Many companies struggle to track and interpret the most basic staff performance metrics, says Michael Rendell

Business leaders all seem to be united by the same response when asked to identify the most valuable part of their business.

“Our people are our most important asset,” they say. But do they treat them that way?

Companies spend a considerable amount of time and money developing, managing and measuring the business impact of their critical assets - their properties, site materials and information systems.

So why are they less careful with their people?

Often, it is because they may not fully understand them. They do not feel they have a reliable yardstick for people issues, even though it is possible to measure return on investment in people just like any other asset.

Valuing staff

Smart organisations achieve competitive advantage through greater flexibility, reward for high performance, succession planning, remedying poor performance, recruitment and, most crucially, identifying and retaining talent.

The challenges include:

  1. Managing a contingent workforce, such as contractors, to drive higher productivity.

  2. Improving the employer brand to attract talented staff.

  3. Developing higher workforce capability and maintaining an engaged and motivated staff.

  4. Ensuring that the workforce is structured for any potential economic down-turn.

Currently, many companies struggle to track and interpret the most basic people metrics.

When they do, they often choose the wrong ones. When asked how much they have invested in training and what the effect of that training has been, only a fraction would be able to reply.

If you cannot measure the benefits of an investment, it is no surprise it is the first budget to get slashed.

Measuring ‘human capital’

The human capital benchmarkers have their work cut out too. It is undeniable that people measurement is not always a popular concept.

**Supplied data:**
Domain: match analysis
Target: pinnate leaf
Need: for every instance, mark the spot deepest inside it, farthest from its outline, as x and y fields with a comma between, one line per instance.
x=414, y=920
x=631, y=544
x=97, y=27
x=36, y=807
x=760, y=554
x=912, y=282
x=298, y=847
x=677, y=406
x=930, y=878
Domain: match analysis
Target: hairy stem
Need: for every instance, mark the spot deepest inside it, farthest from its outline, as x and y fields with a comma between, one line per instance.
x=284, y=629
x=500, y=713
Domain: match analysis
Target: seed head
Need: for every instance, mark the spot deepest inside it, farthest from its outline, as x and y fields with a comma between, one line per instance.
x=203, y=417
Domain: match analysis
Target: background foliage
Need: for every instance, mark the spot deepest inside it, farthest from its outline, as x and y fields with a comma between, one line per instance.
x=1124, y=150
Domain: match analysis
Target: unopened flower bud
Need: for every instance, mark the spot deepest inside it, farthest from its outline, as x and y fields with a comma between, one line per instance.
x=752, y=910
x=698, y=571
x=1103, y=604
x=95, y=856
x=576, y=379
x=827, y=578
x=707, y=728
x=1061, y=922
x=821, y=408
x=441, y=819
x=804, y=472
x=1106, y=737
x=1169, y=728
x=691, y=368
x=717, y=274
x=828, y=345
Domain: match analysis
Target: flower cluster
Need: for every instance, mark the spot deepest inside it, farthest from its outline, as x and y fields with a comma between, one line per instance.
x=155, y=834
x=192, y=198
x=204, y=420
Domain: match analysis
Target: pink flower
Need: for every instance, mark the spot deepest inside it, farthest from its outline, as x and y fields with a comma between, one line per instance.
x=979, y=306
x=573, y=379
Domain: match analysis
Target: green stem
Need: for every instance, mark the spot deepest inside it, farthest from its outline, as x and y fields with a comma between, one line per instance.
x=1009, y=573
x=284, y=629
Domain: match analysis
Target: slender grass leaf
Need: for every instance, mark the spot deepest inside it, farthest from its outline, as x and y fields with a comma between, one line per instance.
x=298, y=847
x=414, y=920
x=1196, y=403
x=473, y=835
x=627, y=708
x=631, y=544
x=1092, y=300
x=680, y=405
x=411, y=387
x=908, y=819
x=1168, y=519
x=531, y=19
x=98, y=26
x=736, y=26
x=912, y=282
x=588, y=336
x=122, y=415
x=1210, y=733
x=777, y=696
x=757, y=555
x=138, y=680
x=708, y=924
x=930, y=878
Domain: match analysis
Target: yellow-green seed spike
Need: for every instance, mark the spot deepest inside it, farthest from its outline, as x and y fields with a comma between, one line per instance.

**Jobs:**
[1] Quote the article on valuing staff word for word, starting with "Companies spend a" and going on through "with their people?".
[2] Answer these questions from the article on valuing staff:
(a) What do business leaders say is their most important asset?
(b) Which critical assets does the article say companies spend time and money developing, managing and measuring?
(c) What is the second challenge in the numbered list?

**Exercise solutions:**
[1]
Companies spend a considerable amount of time and money developing, managing and measuring the business impact of their critical assets - their properties, site materials and information systems.

So why are they less careful with their people?

[2]
(a) Their people.
(b) Their properties, site materials and information systems.
(c) Improving the employer brand to attract talented staff.